**Texto da página:**
+--
Foi uma alegria efêmera.

Biden esclareceu que só cumpriria o prometido depois de os iranianos voltarem a respeitar o acordo de forma completa. Ou seja; reduzindo o enriquecimento do urânio aos 3,67% prescritos, que eles vinham aumentando em retaliações à retirada e às sanções de Trump, tendo já chegado a 20%, ainda muito longe dos 90% necessários para uma bomba nuclear.

O Irã rejeitou a imprevista condição de Biden. Afinal os EUA foram os culpados pela crise, ao saírem do Acordo Nuclear em 2018, lançando sanções para forçar o Irã a topar um novo acordo ditado pelo ex-morador da Casa Branca. Cabia a eles repararem o erro. Feito isso não haveria razões para o Irã deixar de voltar aos mandamentos do acordo, o que, afinal, era do seu interesse.

Lembre-se que esse acordo nuclear fora aplaudido por Joseph Borrell, o chefe das relações externas da União Europeia em termos calorosos: “para nós, os europeus, o Acordo Nuclear com o Irã é um triunfo da diplomacia e nós estamos muito orgulhosos dele” (Middle East Eye, 23/02/2021).
+--
**Linhas fornecidas:**

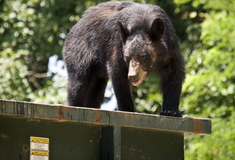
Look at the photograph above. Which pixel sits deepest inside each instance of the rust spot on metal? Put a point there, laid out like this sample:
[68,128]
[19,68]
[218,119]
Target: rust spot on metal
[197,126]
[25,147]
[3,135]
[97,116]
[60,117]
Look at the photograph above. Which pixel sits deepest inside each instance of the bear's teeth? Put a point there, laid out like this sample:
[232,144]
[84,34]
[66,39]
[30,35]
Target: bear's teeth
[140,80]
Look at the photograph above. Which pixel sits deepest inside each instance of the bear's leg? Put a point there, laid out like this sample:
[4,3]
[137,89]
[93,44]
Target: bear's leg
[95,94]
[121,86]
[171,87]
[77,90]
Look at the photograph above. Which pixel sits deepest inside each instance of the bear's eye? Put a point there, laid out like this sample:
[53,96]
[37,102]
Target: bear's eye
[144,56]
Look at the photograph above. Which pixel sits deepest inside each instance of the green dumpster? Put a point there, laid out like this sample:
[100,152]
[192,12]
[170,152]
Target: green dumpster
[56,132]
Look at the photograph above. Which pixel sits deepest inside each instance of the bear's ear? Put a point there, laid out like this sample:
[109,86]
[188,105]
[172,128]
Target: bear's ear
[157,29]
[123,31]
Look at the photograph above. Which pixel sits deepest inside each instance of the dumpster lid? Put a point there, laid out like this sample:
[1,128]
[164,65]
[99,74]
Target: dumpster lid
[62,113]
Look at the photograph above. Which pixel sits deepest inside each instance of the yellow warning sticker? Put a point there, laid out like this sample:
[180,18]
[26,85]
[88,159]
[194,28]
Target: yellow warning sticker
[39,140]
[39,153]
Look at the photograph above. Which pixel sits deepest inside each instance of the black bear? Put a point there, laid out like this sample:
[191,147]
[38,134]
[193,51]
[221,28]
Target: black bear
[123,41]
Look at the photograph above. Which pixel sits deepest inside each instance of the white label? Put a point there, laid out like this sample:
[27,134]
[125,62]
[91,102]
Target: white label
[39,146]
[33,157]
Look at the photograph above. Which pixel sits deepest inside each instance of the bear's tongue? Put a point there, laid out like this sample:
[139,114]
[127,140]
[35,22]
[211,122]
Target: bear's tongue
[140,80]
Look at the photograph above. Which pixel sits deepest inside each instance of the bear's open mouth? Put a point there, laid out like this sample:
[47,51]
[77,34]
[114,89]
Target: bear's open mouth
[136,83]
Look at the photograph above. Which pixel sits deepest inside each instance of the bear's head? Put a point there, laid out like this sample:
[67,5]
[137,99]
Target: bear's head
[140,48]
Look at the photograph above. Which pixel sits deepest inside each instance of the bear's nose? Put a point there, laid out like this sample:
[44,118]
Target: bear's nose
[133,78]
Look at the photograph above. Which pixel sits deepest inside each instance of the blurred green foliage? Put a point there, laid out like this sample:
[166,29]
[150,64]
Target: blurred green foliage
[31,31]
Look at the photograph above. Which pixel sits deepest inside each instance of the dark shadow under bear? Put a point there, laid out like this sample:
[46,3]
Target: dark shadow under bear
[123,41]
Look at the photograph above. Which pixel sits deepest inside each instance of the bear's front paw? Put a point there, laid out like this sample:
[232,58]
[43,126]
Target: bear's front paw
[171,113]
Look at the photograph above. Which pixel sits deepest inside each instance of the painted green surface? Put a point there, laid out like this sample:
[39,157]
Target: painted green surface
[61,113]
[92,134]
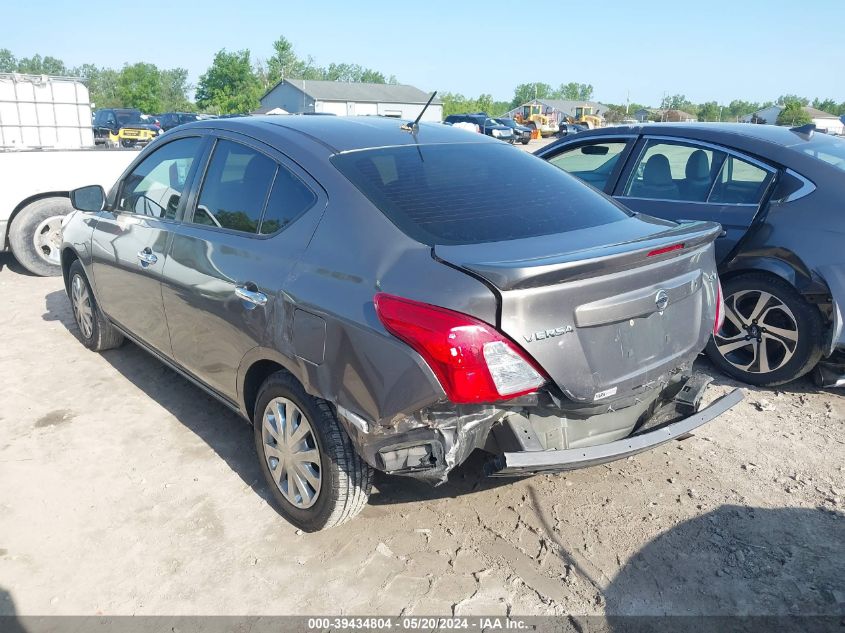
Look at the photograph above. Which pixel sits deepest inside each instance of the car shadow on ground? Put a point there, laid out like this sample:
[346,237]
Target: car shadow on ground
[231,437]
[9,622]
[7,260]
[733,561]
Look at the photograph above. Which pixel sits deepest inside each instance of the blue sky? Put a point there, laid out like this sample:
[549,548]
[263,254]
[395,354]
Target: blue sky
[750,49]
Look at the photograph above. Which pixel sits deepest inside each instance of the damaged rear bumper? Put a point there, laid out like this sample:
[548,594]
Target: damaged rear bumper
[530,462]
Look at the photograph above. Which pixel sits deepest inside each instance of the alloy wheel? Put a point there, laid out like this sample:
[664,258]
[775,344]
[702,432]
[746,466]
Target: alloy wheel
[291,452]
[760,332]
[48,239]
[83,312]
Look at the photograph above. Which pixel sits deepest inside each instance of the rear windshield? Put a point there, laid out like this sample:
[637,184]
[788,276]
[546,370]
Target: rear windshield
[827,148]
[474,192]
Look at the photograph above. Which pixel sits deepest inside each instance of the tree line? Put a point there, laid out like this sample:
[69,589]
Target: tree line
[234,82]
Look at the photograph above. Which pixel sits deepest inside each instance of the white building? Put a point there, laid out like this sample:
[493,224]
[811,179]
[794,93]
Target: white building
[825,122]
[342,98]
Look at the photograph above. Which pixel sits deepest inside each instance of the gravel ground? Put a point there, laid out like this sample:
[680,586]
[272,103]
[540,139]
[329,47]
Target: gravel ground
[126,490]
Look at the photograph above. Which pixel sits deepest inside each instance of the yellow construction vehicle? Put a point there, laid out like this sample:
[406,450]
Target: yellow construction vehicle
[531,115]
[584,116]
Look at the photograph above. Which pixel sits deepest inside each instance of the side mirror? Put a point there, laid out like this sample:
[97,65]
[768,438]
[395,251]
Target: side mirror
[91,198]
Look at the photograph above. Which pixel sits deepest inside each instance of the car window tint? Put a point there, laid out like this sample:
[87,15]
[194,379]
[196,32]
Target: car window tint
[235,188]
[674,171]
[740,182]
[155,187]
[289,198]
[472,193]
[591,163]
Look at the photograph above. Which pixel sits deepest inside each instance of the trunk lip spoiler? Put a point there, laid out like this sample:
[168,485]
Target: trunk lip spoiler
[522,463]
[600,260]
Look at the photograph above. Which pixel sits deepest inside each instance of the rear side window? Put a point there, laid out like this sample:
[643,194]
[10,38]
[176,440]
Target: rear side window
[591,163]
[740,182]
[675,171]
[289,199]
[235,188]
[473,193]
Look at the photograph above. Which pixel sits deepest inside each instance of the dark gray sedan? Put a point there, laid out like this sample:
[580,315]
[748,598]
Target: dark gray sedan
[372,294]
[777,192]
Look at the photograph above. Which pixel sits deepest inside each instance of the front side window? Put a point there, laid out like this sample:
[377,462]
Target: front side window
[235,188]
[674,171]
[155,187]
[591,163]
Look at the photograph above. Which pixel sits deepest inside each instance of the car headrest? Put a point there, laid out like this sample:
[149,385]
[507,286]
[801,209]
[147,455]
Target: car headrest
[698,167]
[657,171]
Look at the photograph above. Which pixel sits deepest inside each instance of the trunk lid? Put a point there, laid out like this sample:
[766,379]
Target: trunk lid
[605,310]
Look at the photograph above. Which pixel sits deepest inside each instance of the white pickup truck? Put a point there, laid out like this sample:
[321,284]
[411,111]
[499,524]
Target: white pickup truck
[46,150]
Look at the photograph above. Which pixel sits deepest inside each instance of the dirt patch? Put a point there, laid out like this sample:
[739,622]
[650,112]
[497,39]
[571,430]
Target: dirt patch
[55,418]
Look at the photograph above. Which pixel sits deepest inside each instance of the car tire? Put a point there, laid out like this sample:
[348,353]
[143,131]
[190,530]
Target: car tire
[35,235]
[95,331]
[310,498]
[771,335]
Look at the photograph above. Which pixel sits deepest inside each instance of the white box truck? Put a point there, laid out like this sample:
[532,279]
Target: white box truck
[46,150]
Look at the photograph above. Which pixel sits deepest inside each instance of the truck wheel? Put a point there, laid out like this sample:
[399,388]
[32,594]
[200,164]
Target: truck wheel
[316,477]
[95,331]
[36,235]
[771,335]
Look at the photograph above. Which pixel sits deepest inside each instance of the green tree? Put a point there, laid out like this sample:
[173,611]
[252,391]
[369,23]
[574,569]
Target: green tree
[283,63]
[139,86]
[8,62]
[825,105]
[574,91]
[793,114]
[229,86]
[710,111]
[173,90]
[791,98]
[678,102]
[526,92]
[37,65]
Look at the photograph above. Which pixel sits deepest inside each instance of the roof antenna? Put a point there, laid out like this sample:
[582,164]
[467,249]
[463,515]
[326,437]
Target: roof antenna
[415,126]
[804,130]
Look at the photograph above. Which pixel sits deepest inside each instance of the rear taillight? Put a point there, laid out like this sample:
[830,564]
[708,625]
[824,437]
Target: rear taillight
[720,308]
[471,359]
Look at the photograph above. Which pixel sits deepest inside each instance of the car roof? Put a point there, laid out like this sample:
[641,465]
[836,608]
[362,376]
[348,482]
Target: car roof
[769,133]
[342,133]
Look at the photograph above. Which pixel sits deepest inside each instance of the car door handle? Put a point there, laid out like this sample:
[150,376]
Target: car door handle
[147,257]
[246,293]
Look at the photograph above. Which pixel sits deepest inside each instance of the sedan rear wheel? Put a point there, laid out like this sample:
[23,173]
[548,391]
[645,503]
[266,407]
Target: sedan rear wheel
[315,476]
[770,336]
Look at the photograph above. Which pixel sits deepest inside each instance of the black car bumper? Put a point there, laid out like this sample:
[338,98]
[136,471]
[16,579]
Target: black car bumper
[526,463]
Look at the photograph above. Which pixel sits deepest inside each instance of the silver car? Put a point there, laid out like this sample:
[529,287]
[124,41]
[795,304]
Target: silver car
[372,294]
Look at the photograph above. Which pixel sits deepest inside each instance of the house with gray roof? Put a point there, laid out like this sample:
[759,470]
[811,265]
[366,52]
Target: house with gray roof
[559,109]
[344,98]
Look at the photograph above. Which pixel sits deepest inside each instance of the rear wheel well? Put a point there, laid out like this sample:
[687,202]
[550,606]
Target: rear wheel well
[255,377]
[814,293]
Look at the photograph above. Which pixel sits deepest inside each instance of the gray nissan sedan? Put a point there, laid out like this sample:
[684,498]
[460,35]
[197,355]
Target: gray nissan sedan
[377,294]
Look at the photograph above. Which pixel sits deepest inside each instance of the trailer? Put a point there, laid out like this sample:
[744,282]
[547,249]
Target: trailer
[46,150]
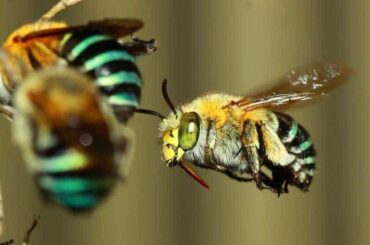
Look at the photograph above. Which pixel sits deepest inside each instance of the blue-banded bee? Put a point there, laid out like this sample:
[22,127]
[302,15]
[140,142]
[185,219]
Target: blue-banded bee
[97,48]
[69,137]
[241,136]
+--
**Tarefa a realizar:**
Segundo o texto da página, a qual percentual o acordo prescreve que o enriquecimento do urânio seja reduzido? Essas linhas provêm de outra fonte, diferente do texto da página.

**Solução da tarefa:**
3,67%.